> [EXERCISE INSTRUCTIONS]
• a. Answer these from the debenture conversion clause below:
(i) Which section defines the Conversion Price?
(ii) Above what percentage of the outstanding Common Stock may the Holder and its affiliates not hold through a conversion?
(iii) Under which section of the Exchange Act is beneficial ownership determined?
• b. Write the next part of the debenture conversion clause below, following on from its final sentence.

> [TEXT EXTRACT]
* * * * * * *
1.1 CONVERSION RIGHT.

(A) CONVERSION TIMING AND AMOUNT. Subject to the limitations on conversion contained herein, the Holder shall have the right from time to time, and at any time on or after the Conversion Beginning Date and on or prior to the earlier of (i) the Maturity Date and (ii) the date of payment of the Default Amount (as defined in Article III) pursuant to Article III or Section 1.6 hereof, to convert all or any part of the outstanding and unpaid principal amount of this Debenture into fully paid and non-assessable shares of Common Stock, as such Common Stock exists on the Issue Date, or any shares of capital stock or other securities of the Borrower into which such Common Stock shall hereafter be changed or reclassified, at the Conversion Price (as defined in Section 1.2 below) determined as provided herein (a "CONVERSION");

(B) LIMITATION ON CONVERSION. Notwithstanding the above, in no event shall the Holder be entitled to convert any portion of this Debenture in excess of that portion of this Debenture upon conversion of which the sum of (1) the number of shares of Common Stock beneficially owned by the Holder and any applicable affiliates (other than shares of Common Stock which may be deemed beneficially owned through the ownership of the unconverted portion of the Debentures, the unexercised Warrants or the unexercised or unconverted portion of any other security of the Borrower subject to a limitation on conversion or exercise analogous to the limitations contained herein) and (2) the number of shares of Common Stock issuable upon the conversion of the portion of this Debenture with respect to which the determination of this proviso is being made, would result in beneficial ownership by the Holder and its affiliates of more than 4.99% of the outstanding shares of Common Stock (the "4.99% LIMITATION"). For purposes of the proviso to the immediately preceding sentence, (i) beneficial ownership shall be determined by the Holder in accordance with Section 13(d) of the Exchange Act and Regulations 13D-G thereunder, except as otherwise provided in clause (1) of such proviso to the immediately preceding sentence, and PROVIDED THAT the 4.99% Limitation shall be conclusively satisfied if the applicable Notice of Conversion includes a signed representation by the Holder that the issuance of the shares in such Notice of Conversion will not violate the 4.99% Limitation, and the Company shall not be entitled to require additional documentation of such satisfaction.
* * * * * * *
> [DATA ENTRIES]
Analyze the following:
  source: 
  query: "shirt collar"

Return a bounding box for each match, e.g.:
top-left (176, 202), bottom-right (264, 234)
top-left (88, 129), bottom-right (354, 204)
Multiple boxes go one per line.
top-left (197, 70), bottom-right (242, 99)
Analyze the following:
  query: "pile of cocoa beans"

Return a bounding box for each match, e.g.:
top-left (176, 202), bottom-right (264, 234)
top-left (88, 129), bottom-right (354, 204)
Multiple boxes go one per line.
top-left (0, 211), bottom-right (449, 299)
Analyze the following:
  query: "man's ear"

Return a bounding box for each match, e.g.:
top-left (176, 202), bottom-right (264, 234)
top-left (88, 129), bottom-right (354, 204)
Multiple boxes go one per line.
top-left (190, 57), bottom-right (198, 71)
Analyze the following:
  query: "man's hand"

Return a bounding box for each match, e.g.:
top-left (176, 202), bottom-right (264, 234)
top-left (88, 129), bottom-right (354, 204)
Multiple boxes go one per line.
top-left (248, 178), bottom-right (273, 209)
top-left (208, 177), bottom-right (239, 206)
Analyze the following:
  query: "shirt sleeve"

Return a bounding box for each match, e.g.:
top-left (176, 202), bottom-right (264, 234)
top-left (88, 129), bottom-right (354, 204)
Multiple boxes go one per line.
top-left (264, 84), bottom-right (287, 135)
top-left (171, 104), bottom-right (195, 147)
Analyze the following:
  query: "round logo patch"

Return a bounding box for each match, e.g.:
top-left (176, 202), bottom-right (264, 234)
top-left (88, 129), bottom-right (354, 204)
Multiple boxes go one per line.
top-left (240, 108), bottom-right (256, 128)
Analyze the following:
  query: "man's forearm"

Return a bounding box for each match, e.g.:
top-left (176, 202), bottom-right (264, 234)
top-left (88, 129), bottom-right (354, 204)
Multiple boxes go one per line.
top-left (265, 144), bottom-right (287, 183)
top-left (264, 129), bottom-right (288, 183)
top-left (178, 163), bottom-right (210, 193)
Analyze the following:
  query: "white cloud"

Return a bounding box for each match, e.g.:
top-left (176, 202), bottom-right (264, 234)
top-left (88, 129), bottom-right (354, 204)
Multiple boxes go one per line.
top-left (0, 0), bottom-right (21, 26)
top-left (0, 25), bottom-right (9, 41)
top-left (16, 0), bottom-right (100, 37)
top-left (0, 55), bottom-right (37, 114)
* * * * * * *
> [RESULTS OF THE EXERCISE]
• a.
(i) Section 1.2
(ii) 4.99%
(iii) Section 13(d)

• b.
The parties agree that, in the event that the Company receives any tender offer or any offer to enter into a merger with another entity whereby the Company shall not be the surviving entity (an "Offer"), then "4.99%" shall be automatically revised immediately after such offer to read "9.99%" each place it occurs in the first paragraph of this Section 1(b) above. Notwithstanding the above, Holder shall retain the option to either exercise or not exercise its option(s) to acquire Common Stock pursuant to the terms hereof after an Offer.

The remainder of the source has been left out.